● EXTRACTED DATA:
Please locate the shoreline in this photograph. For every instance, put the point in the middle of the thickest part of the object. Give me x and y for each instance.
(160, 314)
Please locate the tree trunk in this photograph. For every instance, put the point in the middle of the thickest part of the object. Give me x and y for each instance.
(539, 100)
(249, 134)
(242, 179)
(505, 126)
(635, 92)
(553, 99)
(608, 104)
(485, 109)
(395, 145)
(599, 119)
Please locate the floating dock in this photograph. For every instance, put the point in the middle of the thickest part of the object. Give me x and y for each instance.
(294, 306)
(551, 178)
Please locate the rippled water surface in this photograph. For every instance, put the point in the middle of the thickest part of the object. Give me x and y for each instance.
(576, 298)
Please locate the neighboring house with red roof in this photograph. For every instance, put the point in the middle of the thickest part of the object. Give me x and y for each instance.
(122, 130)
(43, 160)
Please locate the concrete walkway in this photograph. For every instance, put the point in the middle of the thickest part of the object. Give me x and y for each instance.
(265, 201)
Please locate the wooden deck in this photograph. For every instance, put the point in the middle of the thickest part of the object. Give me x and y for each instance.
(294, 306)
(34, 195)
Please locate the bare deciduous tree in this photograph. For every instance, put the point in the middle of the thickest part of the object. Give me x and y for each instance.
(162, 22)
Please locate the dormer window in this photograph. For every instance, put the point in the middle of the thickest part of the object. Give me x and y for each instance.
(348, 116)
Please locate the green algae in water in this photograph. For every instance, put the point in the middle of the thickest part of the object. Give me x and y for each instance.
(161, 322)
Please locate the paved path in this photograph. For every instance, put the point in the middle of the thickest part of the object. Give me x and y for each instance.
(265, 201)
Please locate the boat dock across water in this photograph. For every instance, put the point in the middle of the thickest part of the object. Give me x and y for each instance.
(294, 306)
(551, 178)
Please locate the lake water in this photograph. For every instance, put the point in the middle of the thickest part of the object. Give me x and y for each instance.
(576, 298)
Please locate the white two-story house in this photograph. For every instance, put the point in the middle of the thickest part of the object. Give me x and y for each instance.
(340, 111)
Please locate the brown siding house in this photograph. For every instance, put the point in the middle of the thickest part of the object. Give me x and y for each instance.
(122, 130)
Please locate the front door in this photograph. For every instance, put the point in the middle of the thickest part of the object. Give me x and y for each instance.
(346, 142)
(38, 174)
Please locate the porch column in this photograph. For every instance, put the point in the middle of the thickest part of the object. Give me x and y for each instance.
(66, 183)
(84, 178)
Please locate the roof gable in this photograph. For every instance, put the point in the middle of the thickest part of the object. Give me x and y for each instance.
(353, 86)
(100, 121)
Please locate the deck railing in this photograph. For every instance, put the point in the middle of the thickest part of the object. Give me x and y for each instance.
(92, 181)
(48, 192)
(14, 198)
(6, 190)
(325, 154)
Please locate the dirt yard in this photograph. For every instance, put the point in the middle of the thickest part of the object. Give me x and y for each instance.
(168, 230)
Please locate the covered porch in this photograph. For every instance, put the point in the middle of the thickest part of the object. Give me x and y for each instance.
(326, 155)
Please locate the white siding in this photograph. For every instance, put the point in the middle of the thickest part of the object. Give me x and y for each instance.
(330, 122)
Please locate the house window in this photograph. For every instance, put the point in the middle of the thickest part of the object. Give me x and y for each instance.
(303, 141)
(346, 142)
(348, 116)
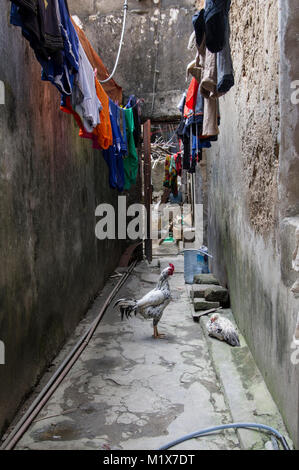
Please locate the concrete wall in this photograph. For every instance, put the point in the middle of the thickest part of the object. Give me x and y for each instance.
(155, 52)
(253, 185)
(51, 265)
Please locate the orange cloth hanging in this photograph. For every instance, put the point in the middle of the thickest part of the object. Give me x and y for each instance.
(113, 90)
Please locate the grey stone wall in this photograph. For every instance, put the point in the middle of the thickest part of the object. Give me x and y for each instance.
(51, 265)
(154, 56)
(251, 189)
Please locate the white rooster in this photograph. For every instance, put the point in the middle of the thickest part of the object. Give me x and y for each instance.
(223, 329)
(153, 304)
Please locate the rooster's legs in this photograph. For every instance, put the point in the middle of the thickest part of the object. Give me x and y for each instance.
(156, 334)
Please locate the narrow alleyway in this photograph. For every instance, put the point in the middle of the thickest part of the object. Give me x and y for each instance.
(129, 391)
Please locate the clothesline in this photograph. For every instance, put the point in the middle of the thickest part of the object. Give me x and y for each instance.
(71, 64)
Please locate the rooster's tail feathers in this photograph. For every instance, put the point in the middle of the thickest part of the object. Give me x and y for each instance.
(126, 307)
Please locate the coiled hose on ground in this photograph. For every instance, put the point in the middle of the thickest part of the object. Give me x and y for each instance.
(207, 431)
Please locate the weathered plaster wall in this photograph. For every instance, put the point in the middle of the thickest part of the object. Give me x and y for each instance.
(251, 242)
(50, 183)
(154, 55)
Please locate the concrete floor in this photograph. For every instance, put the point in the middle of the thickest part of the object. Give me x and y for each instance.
(129, 391)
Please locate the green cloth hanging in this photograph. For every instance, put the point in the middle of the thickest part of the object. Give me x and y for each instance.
(131, 160)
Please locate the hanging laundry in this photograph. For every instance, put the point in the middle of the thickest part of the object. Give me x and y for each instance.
(131, 161)
(115, 153)
(225, 70)
(84, 97)
(41, 26)
(57, 67)
(113, 90)
(216, 17)
(102, 133)
(170, 178)
(134, 104)
(198, 21)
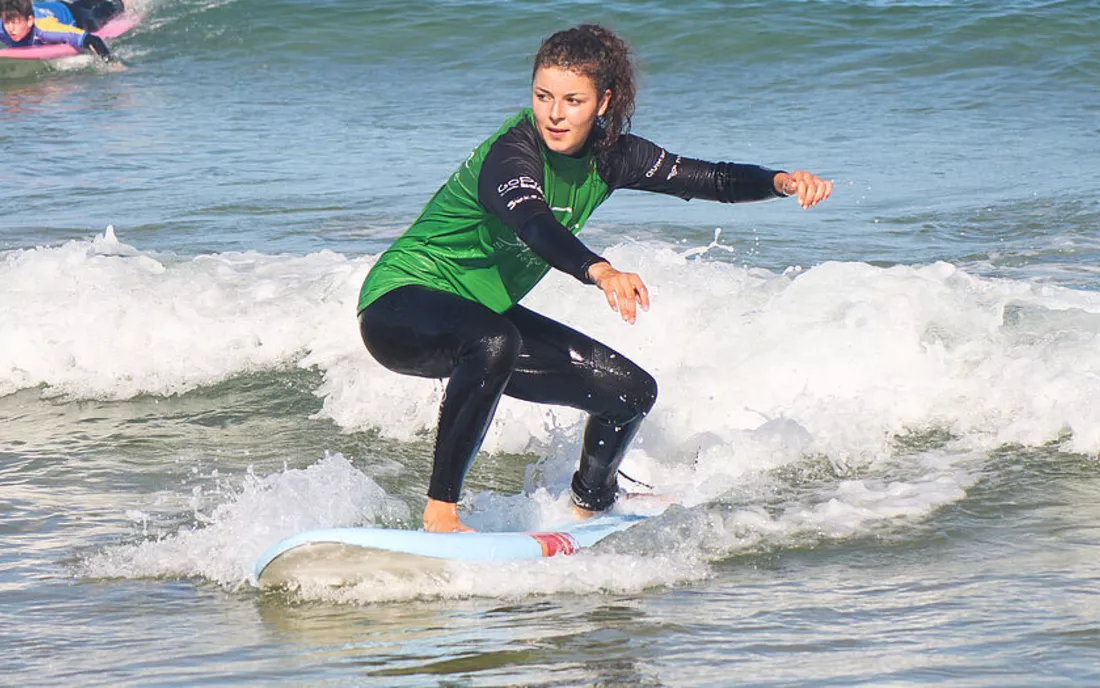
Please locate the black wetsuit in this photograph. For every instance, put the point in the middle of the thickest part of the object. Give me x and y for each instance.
(442, 301)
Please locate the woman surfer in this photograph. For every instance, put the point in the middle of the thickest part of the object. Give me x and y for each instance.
(442, 301)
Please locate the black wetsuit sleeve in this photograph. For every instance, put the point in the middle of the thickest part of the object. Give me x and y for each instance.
(640, 164)
(509, 186)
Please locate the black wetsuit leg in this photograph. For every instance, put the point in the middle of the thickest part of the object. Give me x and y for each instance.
(91, 14)
(430, 334)
(421, 331)
(560, 366)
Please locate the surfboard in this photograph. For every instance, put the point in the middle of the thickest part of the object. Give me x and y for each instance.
(342, 556)
(112, 29)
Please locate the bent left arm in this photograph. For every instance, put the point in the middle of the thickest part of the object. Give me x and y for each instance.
(640, 164)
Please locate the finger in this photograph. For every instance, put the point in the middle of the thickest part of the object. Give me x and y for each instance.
(641, 294)
(627, 307)
(609, 295)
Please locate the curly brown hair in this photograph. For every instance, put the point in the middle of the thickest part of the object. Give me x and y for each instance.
(605, 58)
(15, 9)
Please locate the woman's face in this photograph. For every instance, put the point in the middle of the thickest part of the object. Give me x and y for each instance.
(565, 107)
(18, 26)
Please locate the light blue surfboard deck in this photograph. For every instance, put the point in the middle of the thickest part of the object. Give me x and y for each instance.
(341, 556)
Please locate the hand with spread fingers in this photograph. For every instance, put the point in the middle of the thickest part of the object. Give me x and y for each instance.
(625, 291)
(810, 188)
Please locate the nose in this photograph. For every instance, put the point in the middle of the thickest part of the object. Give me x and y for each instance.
(557, 111)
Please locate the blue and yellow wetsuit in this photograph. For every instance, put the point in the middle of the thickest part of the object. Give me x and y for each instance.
(53, 23)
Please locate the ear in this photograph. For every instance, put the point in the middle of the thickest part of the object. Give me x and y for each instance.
(606, 100)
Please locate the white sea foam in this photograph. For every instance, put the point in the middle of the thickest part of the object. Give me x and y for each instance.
(758, 371)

● WHAT IS NEEDED: Every entry above is to be repeated word for word, with all pictures omitted.

● EXERCISE RESULT:
Please locate the shoreline in this photograph. For every instance, put the point in the middle of the thickest part of the object. Give me x and y for each instance.
(160, 314)
Please locate the tree trunk in this photograph. For every instance, put the point in the middle of the thickest part of the object. Give me x and y for each instance.
(539, 100)
(249, 134)
(242, 179)
(505, 126)
(635, 92)
(553, 99)
(608, 104)
(485, 109)
(395, 145)
(599, 119)
Please locate the floating dock in this photograph. For every instance, put the point in the middle of the thickest part of the object. Give me x and y for each instance.
(294, 306)
(551, 178)
Please locate the rippled water surface in this photograph. For every instance, put the point in the middle of the thickest part of the object. Give me x and y for each instance.
(576, 298)
Please locate the neighboring house with red roof in this photograph. For every instance, put the point in the middle of the thickest part of the object. Give me x and y for each instance.
(122, 130)
(43, 160)
Please locate the concrete walkway in this photograph. For every instance, put the point in the middle of the thickest part of the object. Give me x and y for each instance.
(265, 201)
Please locate the wooden deck in this photograph. For every instance, put the point in the middle of the thickest part of the object. Give me x and y for each instance.
(294, 306)
(34, 195)
Please locate the bare deciduous tree in this photograph. For every instance, put the point in the middle of the thickest part of the object. Give me x and y for each instance.
(162, 22)
Please locate the dormer window in this photograph. For every instance, put the point in the middle of the thickest part of the object. Give me x and y for each instance.
(348, 116)
Please locate the green algae in water in this photograph. For every instance, put the point in the middle of the thickest part of the object. Give me x and y for each instance.
(161, 322)
Please locate the paved path in this photograph. For every instance, put the point in the middle of the thickest part of the object. Give me x and y for each instance.
(265, 201)
Please locate the boat dock across water in this photograph. For every instance, put the point in the middle of the thickest part of the object. Give me x and y for each instance.
(294, 306)
(551, 178)
Please locate the lake water in this photograph. For every instance, put the point in the middle of the thickest part of the object. Give me x and y for each instance.
(576, 298)
Please locate the white two-story house in this photograph. For every instance, put the point in the middle of the thickest part of the object. Give me x and y for each instance.
(340, 111)
Please locate the brown siding house in this photograph. For every instance, put the point in the middle of the thickest part of the object. Give me x and y for each instance.
(122, 130)
Please locate the front door in this photograph. For every instance, put the point in the middle of the thickest part of the object. Give me x and y for each instance.
(346, 142)
(38, 174)
Please locate the porch column in this photograph. For every instance, put the point in the middle of the thickest part of the object. Give me x and y for each instance.
(66, 183)
(84, 178)
Please locate the roof gable in this photograph. For every instance, put the point in the middle of the thickest part of the object. Give me x and y for each instance.
(353, 86)
(100, 121)
Please locate the deck railing in this photograph. For every instance, put the point in the middle of the thickest part of the object. Give me x and y for each instance.
(92, 181)
(48, 192)
(14, 198)
(6, 190)
(325, 154)
Please locate the dirt yard in this photograph. For every instance, put the point in the middle of the thickest part of the object. Give me x and y for each instance.
(168, 230)
Please locate the covered porch in this photograph. For every instance, put the point in the middle of the thickest part of the object. Give me x and y for each instance.
(326, 155)
Please locate the white siding in this photograph. For every instance, put the point in the middle of the thickest part of the object. Give me x and y for each instance.
(330, 122)
Please locate the house window in this photograph. For every instance, put the point in the middle of the thickest part of the object. Give me x and y for each instance.
(303, 141)
(346, 142)
(348, 116)
Please locate the concrete wall in this photograph. For every instance, put the point in the middle of the thickest part of the object. Give me x and y for each instance.
(155, 52)
(253, 185)
(51, 265)
Please locate the orange cloth hanging in this photograph. For every instance, put the point in the middle of the thickest part of the object. Give me x and y for each instance.
(113, 90)
Please locate the grey stone wall in this photograph. For every instance, put the point in the middle of the thickest part of the object. Give me x and y for each instance.
(51, 265)
(154, 56)
(251, 189)
Please locate the white rooster in this photograph. For every instance, put the point in the middle of the thickest part of the object. Give me x and y for each instance.
(223, 329)
(153, 304)
Please locate the rooster's legs in this photograph. For every instance, put the point in the middle of the thickest part of the object. Give me x and y for each instance.
(156, 334)
Please locate the narrow alleyway in this photograph. For every instance, put the point in the middle of the thickest part of the object. Give me x and y for each instance.
(129, 391)
Please locate the clothesline in this photograph. For every instance, put the point in the middle of the thickest part of the object. Give me x and y for each instance.
(71, 64)
Please locate the rooster's tail feathers in this photograph. For every instance, put the point in the middle of the thickest part of the object. Give me x and y for each instance.
(126, 307)
Please locate the coiled hose on ground in this photograph. For every instance, put the point in the middle of the thickest part of the object. Give me x and y for each instance.
(207, 431)
Please locate the weathered plaster wall in this photograph. For every instance, put the point in the middle of the thickest part of the object. Give me x and y for each instance.
(251, 242)
(50, 183)
(154, 55)
Please locate the concrete floor in this photograph. For every instance, put the point in the middle of the thickest part of the object. Give me x and y for each instance.
(129, 391)
Please locate the green cloth hanging in this photograph. For every instance, put the point in the middle of the thickest part of the object. Give me x and y for each instance.
(131, 160)
Please locate the hanging laundry in this photograph. For every instance, put the point in the middle of the thickest part of the object. Give me x and y for each instance.
(131, 161)
(115, 153)
(225, 70)
(84, 97)
(41, 26)
(57, 67)
(113, 90)
(216, 17)
(102, 133)
(170, 178)
(134, 104)
(198, 21)
Please locate the black wetsuit in this photograph. For every instance, put the point in the middle of the thickest part of the object. Give me x and y for each instance.
(442, 301)
Please locate the woman surfer in this photograph. For every instance, put the point in the middle of the thickest part of the object. Give me x and y for each instance.
(442, 301)
Please locate the black wetsuit sleeve in this photograph. For every instance, put the point in the middle of the thickest part of the object. Give me x and y for each instance.
(640, 164)
(509, 186)
Please locate the black wetsuit leg in this photograph. For every instance, put the point in the middle of the thickest part of the object. Give me x and y for each instance.
(91, 14)
(430, 334)
(421, 331)
(560, 366)
Please locate the surfboard in this photograph. For every instance, put the point in the middle of the thickest part of the object. Give me x and y for each instance.
(342, 556)
(112, 29)
Please locate the bent left arm in this photograph. For every instance, put the point in the middle of the thickest part of the object. Give me x and y for each instance.
(640, 164)
Please locate the finger in this photograph. For every instance, put the point in the middle of the thickest part of the object. Give me x and y for each instance.
(641, 294)
(627, 307)
(609, 295)
Please locate the curly brown hair in this photograph. For every instance, put the point in the middle of the thickest part of the object. Give me x and y for each instance.
(605, 58)
(15, 9)
Please locate the woman's face in this photograph. For every instance, put the point in the middle of the thickest part of the object. Give me x and y for each instance.
(565, 107)
(18, 26)
Please locate the light blue surfboard deck in this photograph. For every instance, put the point in the middle of the thickest part of the object. Give me x and y for each instance.
(341, 556)
Please locate the hand with spread fingers in this photograph. For every instance, put the point in the middle of the thickest part of the object. Give me x and y for each instance.
(625, 291)
(810, 188)
Please locate the nose in this photograph. For every instance, put the point in the middle of the thickest part of the object. Give me x and y for each instance.
(557, 111)
Please locate the blue and yellow wetsuit in this photograph. For every instance, put the point in the middle of the thickest part of the object. Give me x and y for each instance.
(53, 23)
Please locate the ear in this photograph. For every instance, put the point in the middle of the thickest part of the object. Give me x and y for each instance.
(606, 100)
Please locate the white sea foam in this photograph. For every instance, put the point in the middle of the thickest part of the object. Give me x and y for each instance.
(758, 371)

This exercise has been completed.